>> BEGIN QUOTED TEXT

If you aren't shooting long range like your score or life depends on it, you really don't need to worry about that small a variation. But, I like to KNOW, shot to shot, what's in my ammunition. If a shot goes squirrely, I know it's not my ammo.
 
It's good to hear that this is what others are seeing. I don't yet know how much this affects things but I have to find out for myself, at least once.

My tests will be at 300 yards, and from what others say, I won't notice a difference at that distance. I'll try it again when I get to a range with some longer distances.

Anyways, reloading is a tinkerers dream and obsessing on the small details is what keeps the hobby fun
 
Match bullets are weighed and measured by the manufacturer as part of their quality control process. They test and know how much variation it takes to detectably degrade performance, and take serious steps to ensure their product does not vary by enough to be concerned about.

You may measure and weigh to your heart's content, but unless you are unreasonably obsessed with miniscule accuracy improvements, all you are doing is converting handloading from a necessity to an onerous chore (or an anal pursuit).

There is a term many handloaders, myself included, use called 'background noise'. Used this way, this term signifies a lower limit below which any particular technique's best degree of variance becomes undetectable within the many other environmental variances which can never be controlled.

If you can't accept that below a certain lower limit of dispersion cannot be anything but uncontrollably random, you are in the wrong pursuit.

>> END QUOTED TEXT
>> BEGIN EXTRACTED MATERIAL

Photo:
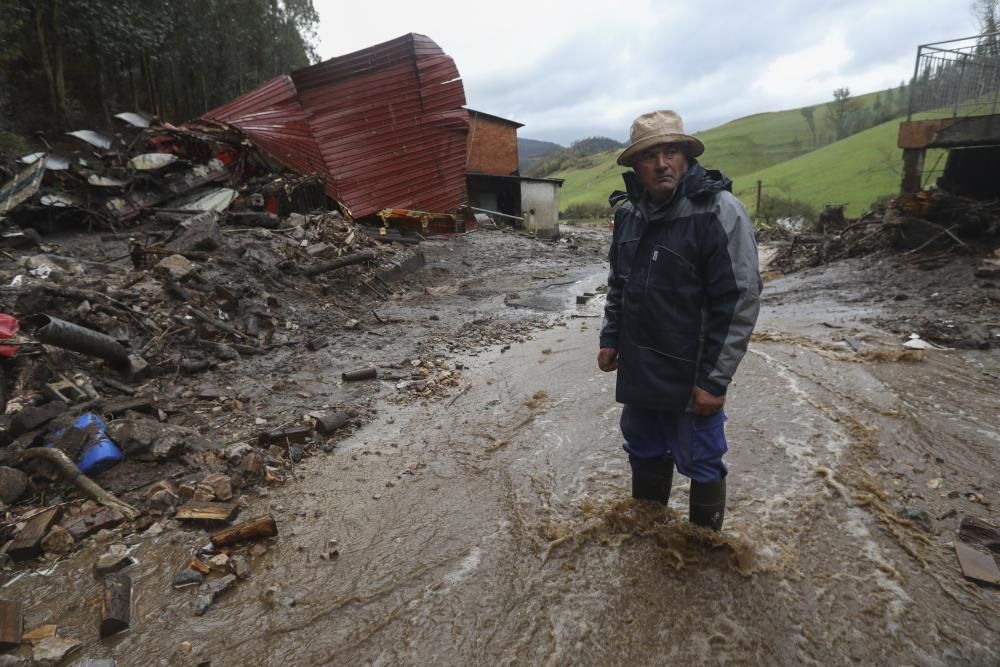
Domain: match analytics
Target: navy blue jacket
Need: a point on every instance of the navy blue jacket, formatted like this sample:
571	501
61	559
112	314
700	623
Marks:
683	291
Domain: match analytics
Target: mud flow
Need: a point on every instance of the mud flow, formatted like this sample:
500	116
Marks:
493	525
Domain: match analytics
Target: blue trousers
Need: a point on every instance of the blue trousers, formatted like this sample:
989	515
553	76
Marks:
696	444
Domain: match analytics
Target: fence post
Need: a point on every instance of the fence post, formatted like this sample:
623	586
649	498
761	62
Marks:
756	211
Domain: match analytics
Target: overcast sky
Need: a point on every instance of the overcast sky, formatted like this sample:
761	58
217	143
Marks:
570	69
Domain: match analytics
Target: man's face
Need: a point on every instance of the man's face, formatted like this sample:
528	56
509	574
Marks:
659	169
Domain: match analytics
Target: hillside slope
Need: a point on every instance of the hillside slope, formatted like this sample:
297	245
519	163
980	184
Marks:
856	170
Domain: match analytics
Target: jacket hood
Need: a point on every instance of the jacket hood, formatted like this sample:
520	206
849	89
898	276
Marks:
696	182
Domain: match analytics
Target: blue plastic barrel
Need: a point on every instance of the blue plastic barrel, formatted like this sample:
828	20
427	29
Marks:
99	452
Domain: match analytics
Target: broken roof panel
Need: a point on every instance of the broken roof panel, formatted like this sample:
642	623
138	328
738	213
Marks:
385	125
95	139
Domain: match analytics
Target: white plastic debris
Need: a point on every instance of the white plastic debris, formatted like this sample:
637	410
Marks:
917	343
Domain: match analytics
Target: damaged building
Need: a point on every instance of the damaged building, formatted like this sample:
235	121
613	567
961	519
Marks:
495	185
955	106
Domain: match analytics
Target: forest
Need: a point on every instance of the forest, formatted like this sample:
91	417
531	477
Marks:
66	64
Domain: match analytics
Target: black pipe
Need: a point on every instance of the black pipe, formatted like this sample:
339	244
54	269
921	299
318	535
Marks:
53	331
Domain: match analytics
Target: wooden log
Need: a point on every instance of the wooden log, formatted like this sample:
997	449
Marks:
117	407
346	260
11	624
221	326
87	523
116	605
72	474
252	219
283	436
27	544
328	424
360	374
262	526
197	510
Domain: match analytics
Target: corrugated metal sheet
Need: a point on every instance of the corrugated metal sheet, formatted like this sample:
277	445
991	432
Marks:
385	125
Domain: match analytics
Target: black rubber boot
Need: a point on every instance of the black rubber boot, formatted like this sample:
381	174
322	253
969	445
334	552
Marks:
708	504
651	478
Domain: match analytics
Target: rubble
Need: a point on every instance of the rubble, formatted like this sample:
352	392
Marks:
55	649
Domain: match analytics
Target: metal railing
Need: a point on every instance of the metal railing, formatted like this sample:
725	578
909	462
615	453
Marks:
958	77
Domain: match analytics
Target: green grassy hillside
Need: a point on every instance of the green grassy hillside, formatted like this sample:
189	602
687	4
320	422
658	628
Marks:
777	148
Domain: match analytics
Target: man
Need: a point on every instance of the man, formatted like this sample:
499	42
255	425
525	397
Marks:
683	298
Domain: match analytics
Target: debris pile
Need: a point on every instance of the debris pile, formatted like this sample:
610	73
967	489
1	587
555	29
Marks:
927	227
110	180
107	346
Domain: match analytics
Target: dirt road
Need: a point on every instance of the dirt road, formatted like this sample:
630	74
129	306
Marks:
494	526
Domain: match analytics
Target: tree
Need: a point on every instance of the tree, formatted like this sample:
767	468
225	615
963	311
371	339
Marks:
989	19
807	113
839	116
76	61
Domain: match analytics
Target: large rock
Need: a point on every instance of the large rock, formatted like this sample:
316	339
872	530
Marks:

>> END EXTRACTED MATERIAL

TASK LIST.
a – Translate this sentence from the handloading discussion into Spanish: "Match bullets are weighed and measured by the manufacturer as part of their quality control process."
b – Continue the handloading discussion after its final sentence.

THE REPLIES.
a – Las balas de competición son pesadas y medidas por el fabricante como parte de su proceso de control de calidad.

b –
In essence, that limit defines the difference between making meaningful accuracy improvement and pointless tail-chasing. I have extensively tested such things and have arrived at my own conclusions. Accuracy is like speed in racing cars; how much you get depends on how much you spend in both money and time, and we need to impose reasonable limits on our desires.

I believe that one may confidently open a box of match bullets from a reputable maker, and simply put them to use.

This confidence is one of the things you're paying extra for when you buy match bullets. Mistrusting such products essentially means you threw away what you paid for that confidence.

All components vary, and responsible quality control benefits the manufacturer by allowing customers to have confidence that the batch they hold in hand is worthy, and that the next one will be as worthy. Customers who second guess these quality control limits do little beyond wasting their own valuable time.

When you get to be my age, that's a good thing to know.

As my time becomes more limited, I have to make choices. My choices nowadays are governed by the term 'adequate'. I consider 1MOA at 100yd and 2MOA beyond 300yd as adequate accuracy.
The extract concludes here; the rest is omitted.